-- REQUIREMENT --
Copy the passage of the nuclear waste repository article from "NIREX thinks site" up to and including "will be used." word for word.

[Opening DOCUMENT PASSAGE section]

However, clays have a drawback. Retrievability is easier if the waste is stored in large vaults but these are much easier to build in hard rocks, Savage said. ‘In clay, they’d have to make much smaller diameter tunnels. That would need a wider area for the repository, which might impose constraints in terms of land ownership.’ Clays and hard rocks are both available in the UK — clays mostly around southern England and the hard rocks in the north and Scotland.

McKirdy and Breen say much work is still required. ‘The key to characterising the site is getting information on and fully understanding the the groundwater regime in the region and what’s forcing it to be the way it is,’ McKirdy said. ‘You have to understand the speed the water is going and have confidence that what you’re doing won’t perturb the system.’

Co-location of the HLW and ILW repositories will also require a great deal of research. The two would have to be separated by a reasonable distance underground, to ensure that even the small amounts of water flowing through the alkaline cement ILW near-field would never intersect with the HLW store while the waste was still hazardous. ‘The alkaline plume would need to be kept away from the HLW, because it could have an adverse effect on the bentonite and vitrified waste,’ McKirdy said.

The cost saving would be considerable. The estimated costs for an ILW repository is £6.1bn, said McKirdy, and for a separate HLW repository £5bn. Locating them together would cost about £10.1bn — a £1bn saving.

NIREX thinks site characterisation could not begin until next year at the earliest and is unlikely to be complete before 2020. Construction is likely to take another 20 years, with emplacement of waste beginning no earlier than 2040. Different techniques would be used to excavate the vaults depending on the rock at the site, Breen said, but standard tunnelling techniques will be used.

‘This isn’t like any other construction project,’ said McKirdy. ‘You have to continually check the site back against the concept, making sure that nothing you find would have an adverse effect on the models, constantly checking back against the geology and chemistry.’

In Finland, meanwhile, work is about 20 years ahead of the UK. A site has been selected, at Olkiluoto in the southwest of the country, which was one of six volunteer sites investigated by Posiva. Construction of a rock characterisation facility, 420m below the surface, is well under way. ‘We should reach that level by 2009,’ said Timo Äikäs. ‘If everything goes well, and the site meets all the requirements of safety, then it will become one of the accesses for the repository.’ Rock characterisation facilities are also being built in France and Sweden.

Filling the sites could take 60 years. but once sealed, they are designed to be be entirely passive. The local community could request continued monitoring, said McKirdy, but the concept is designed so that this should be unnecessary. ‘You can walk away from the thing. The whole system must be such that it doesn’t require any more intervention.’

It is from this point that the calculations of the engineers, geologists and chemists will face their sternest tests. How can they be certain that the repository will remain safe?

‘The Geological Society was asked that,’ said McKirdy. ‘They said that, for the earth sciences, hundreds of thousands of years isn’t a particularly long timescale. Rates of change are very, very slow — it would be hundreds of millions of years before you could expect to see things happening.’

The NIREX research takes account of societal change — studies are determining the best ways of recording vital information on the repository that will survive any political upheaval.

The Egyptian Pyramids are 5,000 years old and the neolithic monuments of the UK some thousand years older — and they were produced by a civilisation of which we know barely anything. Although the reason for repository is controversial, and no signs should remain on the surface, it could yet become one of the engineering wonders of the world.

[Closing DOCUMENT PASSAGE section]
[Opening GIVEN DATA section]

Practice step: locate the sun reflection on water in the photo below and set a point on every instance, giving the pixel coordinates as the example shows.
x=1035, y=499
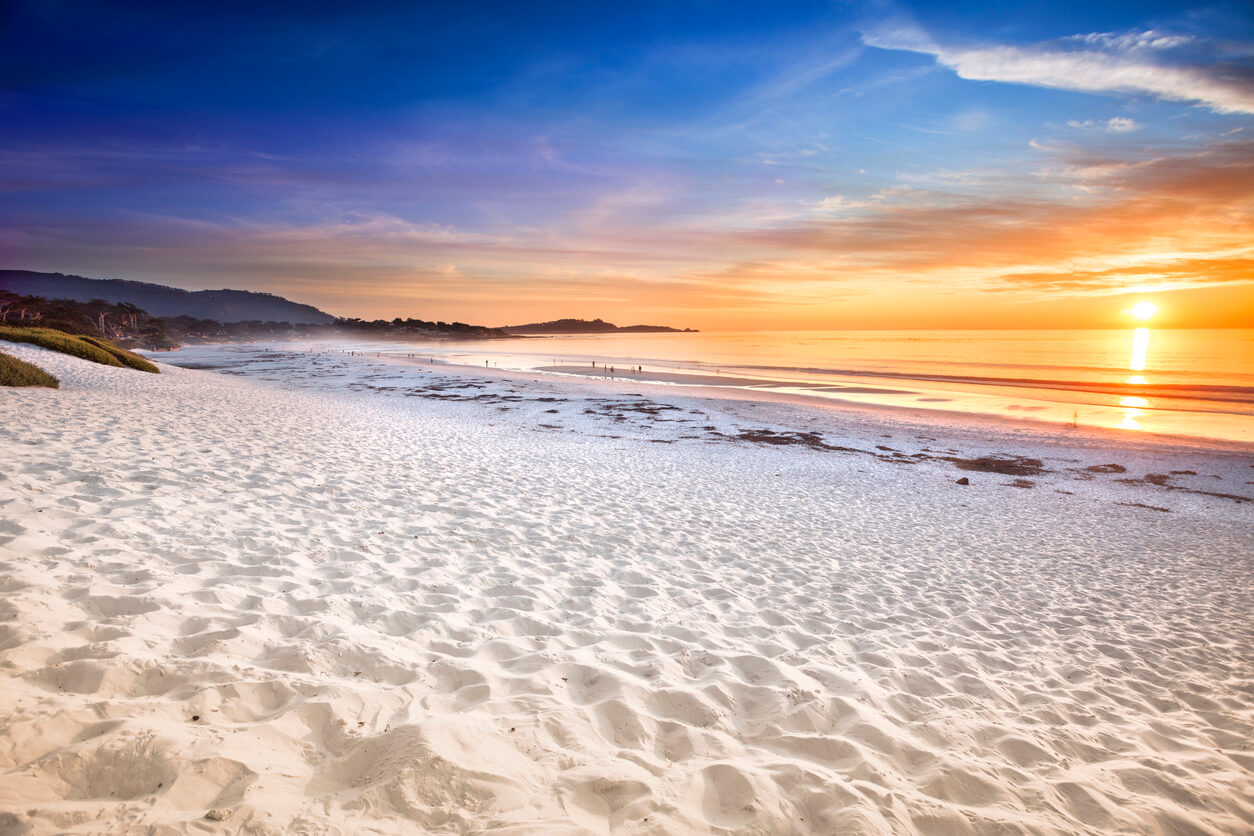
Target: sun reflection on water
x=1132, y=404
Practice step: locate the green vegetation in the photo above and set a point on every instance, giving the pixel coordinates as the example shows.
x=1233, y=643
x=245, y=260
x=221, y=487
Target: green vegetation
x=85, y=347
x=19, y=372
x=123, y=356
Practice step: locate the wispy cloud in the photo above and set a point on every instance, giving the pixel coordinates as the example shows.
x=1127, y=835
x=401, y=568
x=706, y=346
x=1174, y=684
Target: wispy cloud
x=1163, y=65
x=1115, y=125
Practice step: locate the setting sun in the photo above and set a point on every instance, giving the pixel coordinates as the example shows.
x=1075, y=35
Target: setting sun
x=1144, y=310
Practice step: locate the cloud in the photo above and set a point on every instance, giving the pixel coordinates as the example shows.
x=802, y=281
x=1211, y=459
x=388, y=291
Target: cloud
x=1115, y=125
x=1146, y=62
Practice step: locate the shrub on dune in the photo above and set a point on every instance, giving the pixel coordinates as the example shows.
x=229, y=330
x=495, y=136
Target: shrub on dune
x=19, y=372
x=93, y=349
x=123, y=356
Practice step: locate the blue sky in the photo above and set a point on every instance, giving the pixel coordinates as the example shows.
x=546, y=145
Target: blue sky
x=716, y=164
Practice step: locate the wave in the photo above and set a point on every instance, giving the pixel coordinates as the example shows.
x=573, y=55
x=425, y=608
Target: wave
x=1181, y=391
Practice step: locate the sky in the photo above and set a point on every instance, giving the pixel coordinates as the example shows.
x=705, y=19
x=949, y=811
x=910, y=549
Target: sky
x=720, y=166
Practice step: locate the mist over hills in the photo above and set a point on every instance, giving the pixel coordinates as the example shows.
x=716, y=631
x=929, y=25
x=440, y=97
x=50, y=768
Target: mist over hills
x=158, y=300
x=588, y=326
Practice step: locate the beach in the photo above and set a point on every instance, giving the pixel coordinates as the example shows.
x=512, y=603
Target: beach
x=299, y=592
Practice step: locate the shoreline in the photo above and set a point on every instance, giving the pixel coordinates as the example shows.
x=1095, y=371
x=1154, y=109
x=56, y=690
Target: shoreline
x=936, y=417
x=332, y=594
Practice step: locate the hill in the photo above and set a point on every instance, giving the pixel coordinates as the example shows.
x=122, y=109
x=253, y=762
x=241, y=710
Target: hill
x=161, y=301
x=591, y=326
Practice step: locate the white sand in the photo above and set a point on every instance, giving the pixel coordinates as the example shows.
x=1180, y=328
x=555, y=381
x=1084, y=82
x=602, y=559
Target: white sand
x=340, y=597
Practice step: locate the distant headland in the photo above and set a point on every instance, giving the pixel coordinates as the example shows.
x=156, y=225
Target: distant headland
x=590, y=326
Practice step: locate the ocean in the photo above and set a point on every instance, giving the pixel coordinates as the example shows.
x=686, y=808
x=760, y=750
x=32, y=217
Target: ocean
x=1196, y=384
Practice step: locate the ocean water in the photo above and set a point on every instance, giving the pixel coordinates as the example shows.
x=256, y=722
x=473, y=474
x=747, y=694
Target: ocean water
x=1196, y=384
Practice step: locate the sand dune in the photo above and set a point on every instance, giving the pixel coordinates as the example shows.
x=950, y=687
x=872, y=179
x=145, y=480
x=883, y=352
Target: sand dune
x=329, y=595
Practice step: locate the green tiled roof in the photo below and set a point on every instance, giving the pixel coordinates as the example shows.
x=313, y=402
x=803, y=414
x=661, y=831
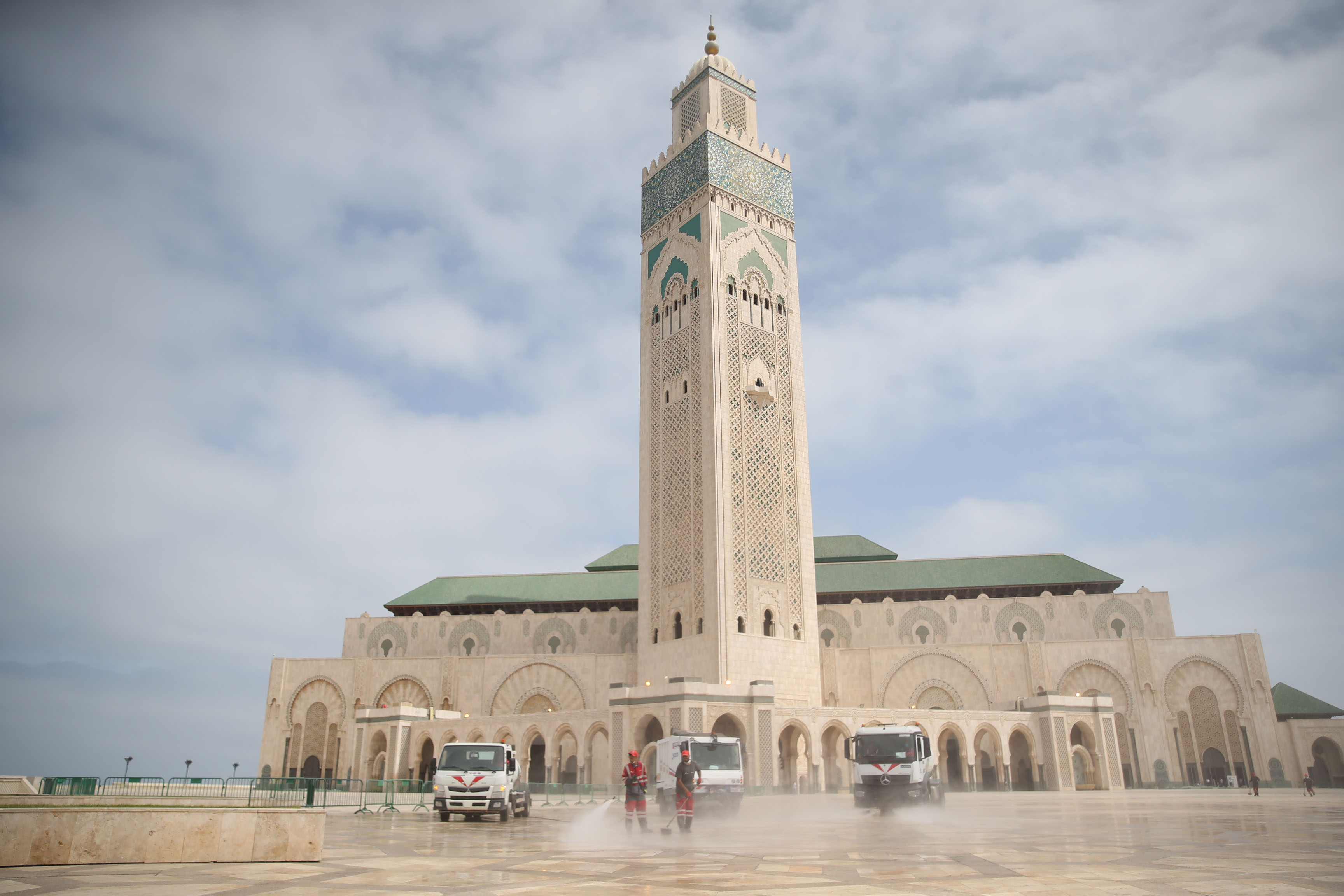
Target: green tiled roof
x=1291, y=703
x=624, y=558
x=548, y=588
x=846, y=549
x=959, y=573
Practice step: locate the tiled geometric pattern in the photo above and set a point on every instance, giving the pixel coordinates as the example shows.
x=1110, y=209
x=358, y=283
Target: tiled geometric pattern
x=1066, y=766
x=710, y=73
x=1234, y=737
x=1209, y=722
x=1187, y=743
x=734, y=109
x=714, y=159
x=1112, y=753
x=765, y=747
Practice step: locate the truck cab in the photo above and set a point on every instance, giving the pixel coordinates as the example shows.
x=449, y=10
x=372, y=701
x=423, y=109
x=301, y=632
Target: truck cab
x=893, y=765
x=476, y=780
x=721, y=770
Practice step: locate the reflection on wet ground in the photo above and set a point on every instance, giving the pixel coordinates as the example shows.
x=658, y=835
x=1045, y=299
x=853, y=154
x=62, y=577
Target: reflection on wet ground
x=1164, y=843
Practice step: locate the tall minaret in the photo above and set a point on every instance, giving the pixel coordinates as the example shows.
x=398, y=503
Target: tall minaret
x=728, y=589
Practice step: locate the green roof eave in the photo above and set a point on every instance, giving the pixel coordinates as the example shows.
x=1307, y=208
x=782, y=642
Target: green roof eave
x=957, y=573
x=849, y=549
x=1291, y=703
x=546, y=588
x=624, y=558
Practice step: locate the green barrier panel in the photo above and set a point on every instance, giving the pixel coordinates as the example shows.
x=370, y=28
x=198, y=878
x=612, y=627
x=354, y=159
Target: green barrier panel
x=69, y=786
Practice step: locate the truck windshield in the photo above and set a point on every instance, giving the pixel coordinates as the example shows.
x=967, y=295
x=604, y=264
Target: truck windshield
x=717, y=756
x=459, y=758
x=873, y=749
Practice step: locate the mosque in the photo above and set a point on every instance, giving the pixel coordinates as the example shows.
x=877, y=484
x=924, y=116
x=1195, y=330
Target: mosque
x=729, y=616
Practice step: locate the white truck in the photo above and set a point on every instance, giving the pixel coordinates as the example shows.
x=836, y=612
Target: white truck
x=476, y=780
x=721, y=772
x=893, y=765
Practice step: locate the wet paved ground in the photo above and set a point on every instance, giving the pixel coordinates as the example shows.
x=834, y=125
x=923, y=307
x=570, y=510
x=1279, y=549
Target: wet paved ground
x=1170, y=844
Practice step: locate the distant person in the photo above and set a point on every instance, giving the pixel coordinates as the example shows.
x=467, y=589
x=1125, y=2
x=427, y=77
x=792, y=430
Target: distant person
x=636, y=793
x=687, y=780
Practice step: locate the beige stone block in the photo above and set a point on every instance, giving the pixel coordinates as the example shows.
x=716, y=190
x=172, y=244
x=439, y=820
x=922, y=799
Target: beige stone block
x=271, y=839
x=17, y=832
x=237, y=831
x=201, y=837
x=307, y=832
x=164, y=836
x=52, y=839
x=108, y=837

[Closing GIVEN DATA section]
[Opening GIVEN DATA section]

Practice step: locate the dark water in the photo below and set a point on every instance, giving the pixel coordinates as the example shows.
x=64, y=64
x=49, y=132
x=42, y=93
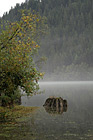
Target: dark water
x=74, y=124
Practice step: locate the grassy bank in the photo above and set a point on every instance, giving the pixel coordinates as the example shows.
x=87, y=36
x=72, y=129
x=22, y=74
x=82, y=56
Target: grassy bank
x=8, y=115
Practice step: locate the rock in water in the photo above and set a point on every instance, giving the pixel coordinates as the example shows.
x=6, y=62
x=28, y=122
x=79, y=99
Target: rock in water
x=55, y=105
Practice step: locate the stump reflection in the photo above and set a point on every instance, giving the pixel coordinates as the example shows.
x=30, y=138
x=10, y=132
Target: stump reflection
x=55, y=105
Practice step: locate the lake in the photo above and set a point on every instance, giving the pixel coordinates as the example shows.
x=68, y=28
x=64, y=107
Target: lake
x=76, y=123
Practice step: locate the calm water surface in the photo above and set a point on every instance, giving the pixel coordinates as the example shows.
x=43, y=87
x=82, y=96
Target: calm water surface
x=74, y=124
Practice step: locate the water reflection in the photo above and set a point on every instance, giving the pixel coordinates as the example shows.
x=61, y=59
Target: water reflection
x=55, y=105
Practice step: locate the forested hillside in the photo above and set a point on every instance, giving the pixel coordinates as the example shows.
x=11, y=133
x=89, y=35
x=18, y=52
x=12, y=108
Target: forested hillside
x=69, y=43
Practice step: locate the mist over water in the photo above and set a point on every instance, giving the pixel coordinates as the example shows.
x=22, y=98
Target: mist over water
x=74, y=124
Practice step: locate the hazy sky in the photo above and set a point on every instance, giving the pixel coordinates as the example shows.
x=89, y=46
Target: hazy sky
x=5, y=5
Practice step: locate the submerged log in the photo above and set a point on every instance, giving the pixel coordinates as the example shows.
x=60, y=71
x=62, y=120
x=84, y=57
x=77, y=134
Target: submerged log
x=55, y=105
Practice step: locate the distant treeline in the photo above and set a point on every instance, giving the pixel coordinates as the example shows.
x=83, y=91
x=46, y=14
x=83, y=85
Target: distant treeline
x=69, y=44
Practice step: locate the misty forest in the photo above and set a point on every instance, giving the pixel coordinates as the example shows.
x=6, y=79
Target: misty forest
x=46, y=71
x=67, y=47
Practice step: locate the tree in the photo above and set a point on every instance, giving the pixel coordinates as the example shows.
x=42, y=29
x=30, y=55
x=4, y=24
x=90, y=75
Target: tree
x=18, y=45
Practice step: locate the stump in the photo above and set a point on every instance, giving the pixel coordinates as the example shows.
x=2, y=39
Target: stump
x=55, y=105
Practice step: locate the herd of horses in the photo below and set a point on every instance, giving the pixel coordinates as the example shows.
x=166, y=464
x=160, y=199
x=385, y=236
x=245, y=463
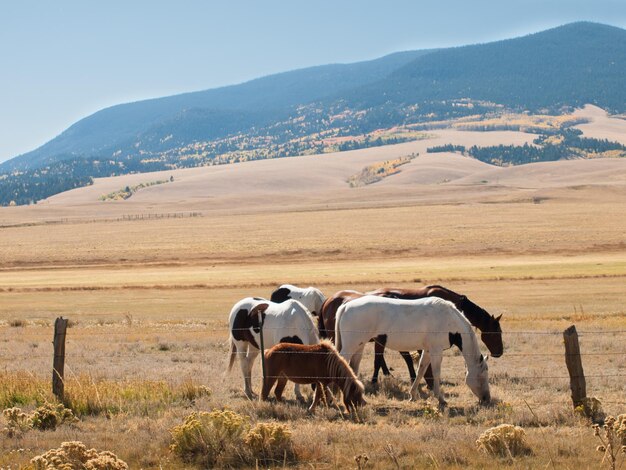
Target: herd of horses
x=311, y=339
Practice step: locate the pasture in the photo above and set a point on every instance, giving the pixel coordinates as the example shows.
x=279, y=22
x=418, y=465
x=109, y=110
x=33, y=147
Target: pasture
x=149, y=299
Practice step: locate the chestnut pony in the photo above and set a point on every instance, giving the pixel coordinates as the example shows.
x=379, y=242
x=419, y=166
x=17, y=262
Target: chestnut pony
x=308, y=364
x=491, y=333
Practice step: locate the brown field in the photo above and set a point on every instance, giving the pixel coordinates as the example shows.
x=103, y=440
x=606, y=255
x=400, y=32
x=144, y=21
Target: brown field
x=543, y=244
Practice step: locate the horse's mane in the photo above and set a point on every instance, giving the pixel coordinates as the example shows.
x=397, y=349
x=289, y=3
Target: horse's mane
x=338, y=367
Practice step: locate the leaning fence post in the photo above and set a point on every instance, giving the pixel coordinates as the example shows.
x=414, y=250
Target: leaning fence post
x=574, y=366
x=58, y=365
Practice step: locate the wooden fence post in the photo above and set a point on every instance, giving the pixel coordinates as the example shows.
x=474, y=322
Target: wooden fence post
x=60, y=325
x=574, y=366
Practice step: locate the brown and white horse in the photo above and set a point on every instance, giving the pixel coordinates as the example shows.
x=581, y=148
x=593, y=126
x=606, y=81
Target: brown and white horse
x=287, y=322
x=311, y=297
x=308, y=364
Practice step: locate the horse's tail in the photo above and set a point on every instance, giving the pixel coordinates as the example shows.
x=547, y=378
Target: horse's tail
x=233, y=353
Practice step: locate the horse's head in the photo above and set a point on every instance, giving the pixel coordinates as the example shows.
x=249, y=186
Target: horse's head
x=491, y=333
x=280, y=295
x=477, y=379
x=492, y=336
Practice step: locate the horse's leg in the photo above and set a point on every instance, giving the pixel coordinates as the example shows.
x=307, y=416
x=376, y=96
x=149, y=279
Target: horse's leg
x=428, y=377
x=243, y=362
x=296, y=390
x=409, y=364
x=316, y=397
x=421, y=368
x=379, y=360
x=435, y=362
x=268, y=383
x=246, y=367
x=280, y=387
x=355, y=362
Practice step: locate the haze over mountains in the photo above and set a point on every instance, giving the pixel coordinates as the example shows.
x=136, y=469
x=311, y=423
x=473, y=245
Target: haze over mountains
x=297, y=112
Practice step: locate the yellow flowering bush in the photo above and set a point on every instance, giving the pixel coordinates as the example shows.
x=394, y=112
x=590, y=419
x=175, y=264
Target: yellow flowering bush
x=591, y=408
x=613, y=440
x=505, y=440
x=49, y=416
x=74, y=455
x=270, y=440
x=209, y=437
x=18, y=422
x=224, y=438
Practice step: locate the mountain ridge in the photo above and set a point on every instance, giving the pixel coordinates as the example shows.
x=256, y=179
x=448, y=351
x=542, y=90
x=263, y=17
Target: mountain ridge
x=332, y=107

[Closing GIVEN DATA section]
[Opening GIVEN DATA section]

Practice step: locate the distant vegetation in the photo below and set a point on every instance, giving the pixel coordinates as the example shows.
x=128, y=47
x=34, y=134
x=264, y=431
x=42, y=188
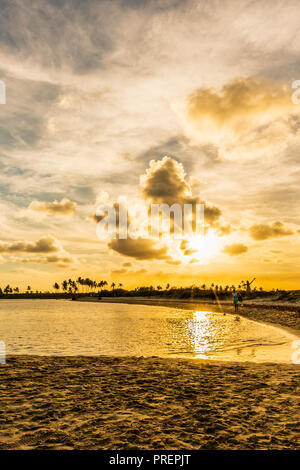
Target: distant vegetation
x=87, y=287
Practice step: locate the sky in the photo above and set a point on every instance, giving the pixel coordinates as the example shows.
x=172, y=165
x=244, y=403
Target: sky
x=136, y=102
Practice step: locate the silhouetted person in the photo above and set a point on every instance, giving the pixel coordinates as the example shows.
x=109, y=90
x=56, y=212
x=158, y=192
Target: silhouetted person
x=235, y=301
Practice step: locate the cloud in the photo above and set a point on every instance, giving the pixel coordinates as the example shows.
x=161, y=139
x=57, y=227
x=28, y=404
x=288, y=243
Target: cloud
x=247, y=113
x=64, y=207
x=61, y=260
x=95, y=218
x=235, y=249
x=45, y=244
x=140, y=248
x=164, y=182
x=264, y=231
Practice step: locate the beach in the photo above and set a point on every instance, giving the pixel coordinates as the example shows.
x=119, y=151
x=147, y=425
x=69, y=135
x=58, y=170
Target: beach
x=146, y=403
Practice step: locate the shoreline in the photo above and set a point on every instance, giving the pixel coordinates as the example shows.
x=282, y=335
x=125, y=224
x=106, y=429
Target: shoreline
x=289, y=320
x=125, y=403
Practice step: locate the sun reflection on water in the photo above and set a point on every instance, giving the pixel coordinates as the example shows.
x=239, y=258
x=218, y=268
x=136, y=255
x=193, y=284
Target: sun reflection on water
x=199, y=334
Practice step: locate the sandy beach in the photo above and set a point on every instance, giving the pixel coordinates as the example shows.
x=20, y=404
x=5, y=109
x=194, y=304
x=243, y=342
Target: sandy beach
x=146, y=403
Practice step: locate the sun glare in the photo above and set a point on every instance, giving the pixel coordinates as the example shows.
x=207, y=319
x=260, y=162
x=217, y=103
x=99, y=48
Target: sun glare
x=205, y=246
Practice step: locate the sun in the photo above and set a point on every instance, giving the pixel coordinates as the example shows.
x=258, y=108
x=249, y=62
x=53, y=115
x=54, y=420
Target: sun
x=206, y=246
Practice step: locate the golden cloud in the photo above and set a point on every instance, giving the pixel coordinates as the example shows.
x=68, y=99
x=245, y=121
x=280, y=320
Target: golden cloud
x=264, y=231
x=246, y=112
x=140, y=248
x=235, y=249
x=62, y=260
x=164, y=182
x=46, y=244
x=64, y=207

[Closing GIVEN DATA section]

-- RESPONSE --
NIREX thinks site characterisation could not begin until next year at the earliest and is unlikely to be complete before 2020. Construction is likely to take another 20 years, with emplacement of waste beginning no earlier than 2040. Different techniques would be used to excavate the vaults depending on the rock at the site, Breen said, but standard tunnelling techniques will be used.